David Cameron says more needs to be done to increase HIV testing and has paid tribute to HIV/AIDS care and prevention workers in his annual World AIDS Day message.
In his video message, the Prime Minister said: “As we mark World AIDS Day, I want to add my voice once again to all of those who are working so hard to raise awareness of AIDS, to challenge stigma, and to support those living with HIV, to have full and productive happy lives.
“Thanks to effective treatment and the brilliant care of our NHS, an early diagnosis means the outlook for most people today with HIV in the UK is a good one.
“But some 25,000 people in the UK do not know they have it, or not benefiting from treatment, and are increasing the risk of passing the virus on.
“This means up to 600 people each year could be dying from a preventable, treatable condition”.
David Cameron then went on to mention the story of the Terrence Higgins Trust.
This year THT is marking its 30th anniversary.
The charity, which held a reception at London’s City Hall on Monday, was set up in 1982 after the death of Terry Higgins – a gay Hansard reporter in the House of Commons and barman at the Heaven nightclub.
Terry was among the first people known to die of an AIDS-related illness in the UK.
“It’s also a moment when we recognise the stigma faced by those people with HIV or AIDS. Let’s stand up for their rights, let’s up for inclusion in our society and let’s stand up for prejudice wherever we find it.”
Liberal Democrat Deputy Prime Minister, Nick Clegg said:”1 in 5 people who disclose that they have HIV are discriminated in the work place. This is simply unacceptable in 2012. People living with HIV have the same rights as everyone else.”
He ended by saying: “Today on World Aids Day, we can look back at our achievements and recognise that more progress needs to be made. Lets world together in the United Kingdom and around the world to create a world that is free finally of HIV.”
In a letter to mark World AIDS Day, Prince William and Prince Harry said: “The fight against HIV started 30 years ago. Our generation must pick up the sword and continue the fight. There is still no cure or vaccine. However, we know it is possible to prevent HIV from spreading further in the future.

**AVAILABLE DATA**
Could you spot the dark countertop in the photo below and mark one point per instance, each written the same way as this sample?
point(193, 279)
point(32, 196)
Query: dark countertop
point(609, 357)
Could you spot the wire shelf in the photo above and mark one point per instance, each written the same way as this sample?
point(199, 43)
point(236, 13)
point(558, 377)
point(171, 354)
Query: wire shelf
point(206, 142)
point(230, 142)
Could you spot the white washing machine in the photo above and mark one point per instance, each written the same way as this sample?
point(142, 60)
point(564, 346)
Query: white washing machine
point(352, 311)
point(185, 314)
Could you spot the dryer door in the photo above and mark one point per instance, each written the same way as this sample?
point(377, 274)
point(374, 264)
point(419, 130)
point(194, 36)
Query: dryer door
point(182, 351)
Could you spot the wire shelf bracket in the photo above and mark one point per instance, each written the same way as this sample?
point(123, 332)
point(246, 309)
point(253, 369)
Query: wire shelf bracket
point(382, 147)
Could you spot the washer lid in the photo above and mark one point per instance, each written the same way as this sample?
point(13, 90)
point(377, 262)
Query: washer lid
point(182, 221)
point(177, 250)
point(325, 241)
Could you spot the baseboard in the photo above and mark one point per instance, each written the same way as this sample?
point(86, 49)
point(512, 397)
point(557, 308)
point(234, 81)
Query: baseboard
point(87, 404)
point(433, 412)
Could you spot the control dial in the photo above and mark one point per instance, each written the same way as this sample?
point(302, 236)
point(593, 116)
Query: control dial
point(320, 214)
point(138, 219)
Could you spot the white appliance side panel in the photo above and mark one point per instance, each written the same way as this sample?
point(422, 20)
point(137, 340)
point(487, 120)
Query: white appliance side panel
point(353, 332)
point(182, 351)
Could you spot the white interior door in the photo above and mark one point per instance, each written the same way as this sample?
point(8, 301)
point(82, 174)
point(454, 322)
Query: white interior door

**PROBLEM SET**
1 – Name every person whose words the World AIDS Day article quotes.
2 – Answer these questions from the World AIDS Day article:
(a) In what year was the Terrence Higgins Trust set up?
(b) Where did the charity hold a reception on Monday?
(c) According to Nick Clegg, how many people who disclose that they have HIV are discriminated against in the workplace?
The lines are not needed here.

**RESULTS BY TASK**
1 – David Cameron, Nick Clegg, Prince William, Prince Harry

2 –
(a) 1982
(b) London's City Hall
(c) 1 in 5